• SHORT TASK: Transcribe the lines below word for word, keeping every coordinate unchanged.

Excerpts from a pointing dataset
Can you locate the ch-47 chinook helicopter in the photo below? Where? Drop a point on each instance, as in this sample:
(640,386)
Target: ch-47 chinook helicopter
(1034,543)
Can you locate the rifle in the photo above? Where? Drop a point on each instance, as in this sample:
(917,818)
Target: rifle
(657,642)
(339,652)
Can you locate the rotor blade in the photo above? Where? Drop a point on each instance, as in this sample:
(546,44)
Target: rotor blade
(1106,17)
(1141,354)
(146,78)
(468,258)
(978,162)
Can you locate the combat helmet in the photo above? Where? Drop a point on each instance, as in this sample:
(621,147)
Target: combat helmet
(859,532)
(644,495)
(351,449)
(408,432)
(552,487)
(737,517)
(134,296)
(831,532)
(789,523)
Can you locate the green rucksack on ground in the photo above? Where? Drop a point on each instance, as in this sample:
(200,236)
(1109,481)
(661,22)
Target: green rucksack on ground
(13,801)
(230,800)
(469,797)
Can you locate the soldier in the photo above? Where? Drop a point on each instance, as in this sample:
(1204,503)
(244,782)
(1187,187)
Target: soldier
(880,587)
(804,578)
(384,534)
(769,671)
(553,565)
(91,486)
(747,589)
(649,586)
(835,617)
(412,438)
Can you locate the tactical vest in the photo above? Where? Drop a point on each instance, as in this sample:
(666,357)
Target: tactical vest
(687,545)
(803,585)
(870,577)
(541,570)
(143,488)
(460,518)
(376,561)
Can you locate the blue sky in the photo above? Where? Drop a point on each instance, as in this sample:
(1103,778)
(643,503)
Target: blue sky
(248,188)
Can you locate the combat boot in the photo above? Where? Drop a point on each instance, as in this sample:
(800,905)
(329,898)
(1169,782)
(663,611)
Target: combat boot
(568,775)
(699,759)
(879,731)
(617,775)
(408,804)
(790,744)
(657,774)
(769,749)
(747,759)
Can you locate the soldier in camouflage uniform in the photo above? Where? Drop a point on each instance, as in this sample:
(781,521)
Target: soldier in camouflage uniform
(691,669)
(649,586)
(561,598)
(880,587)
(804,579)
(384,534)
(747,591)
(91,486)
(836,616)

• WRITTEN SOLUTION:
Can you locate the ch-47 chinook helicopter in the photo below? Where? Drop a point on each instance, as in this sample:
(640,386)
Target: ch-47 chinook helicopter
(1034,543)
Can you locate the rifle in the photo above? Where? Drop a point on each instance, as in this sample:
(917,818)
Target: rifle
(657,642)
(339,652)
Can you locate the rotor blade in the photo above? Where? Drop a point on each instance, as in this sample:
(546,44)
Target: rotor blade
(1106,17)
(1141,354)
(146,78)
(468,258)
(978,162)
Can you locate the combat helmet in the photo above? Where? Drop a point on each instance, as in this sample:
(621,147)
Target: combat helmet
(859,532)
(644,495)
(351,449)
(408,432)
(552,487)
(737,517)
(134,296)
(831,532)
(789,523)
Can you locate the green rucksack on ground in the photo above? Where? Drop a point on each instance, as in this sample:
(200,236)
(1109,481)
(661,22)
Target: green rucksack on ground
(13,801)
(230,800)
(469,797)
Can you locate the soldier in the photo above? Where? Drop a point on each instance, as in this sample:
(1204,503)
(244,782)
(1187,187)
Target: soldier
(880,587)
(804,578)
(384,534)
(769,671)
(553,565)
(91,486)
(747,589)
(649,586)
(835,617)
(412,438)
Can you locate the tactical vest in the photo above? Where? Drop a point on each instance, as in this sample:
(666,357)
Target: tactical vest
(687,545)
(803,585)
(870,577)
(541,570)
(143,488)
(460,518)
(376,561)
Can you locate the blue sky in the photo above? Where? Drop a point on each instance, as in this sample:
(1103,778)
(643,503)
Target: blue sky
(248,188)
Can you locate the combat boot in the photo above? Where? Drop a point on each instance, as in this sample:
(800,905)
(329,898)
(1169,782)
(663,611)
Target: combat boot
(568,775)
(699,759)
(879,731)
(617,775)
(408,804)
(790,744)
(657,774)
(769,749)
(747,759)
Can you locate the soldier in camouflage uniform in the photo above? Where? Drop a point on each instance, as in this sample:
(781,521)
Target: soldier in camouflage uniform
(691,669)
(649,586)
(561,598)
(880,587)
(804,579)
(384,534)
(747,591)
(91,486)
(836,616)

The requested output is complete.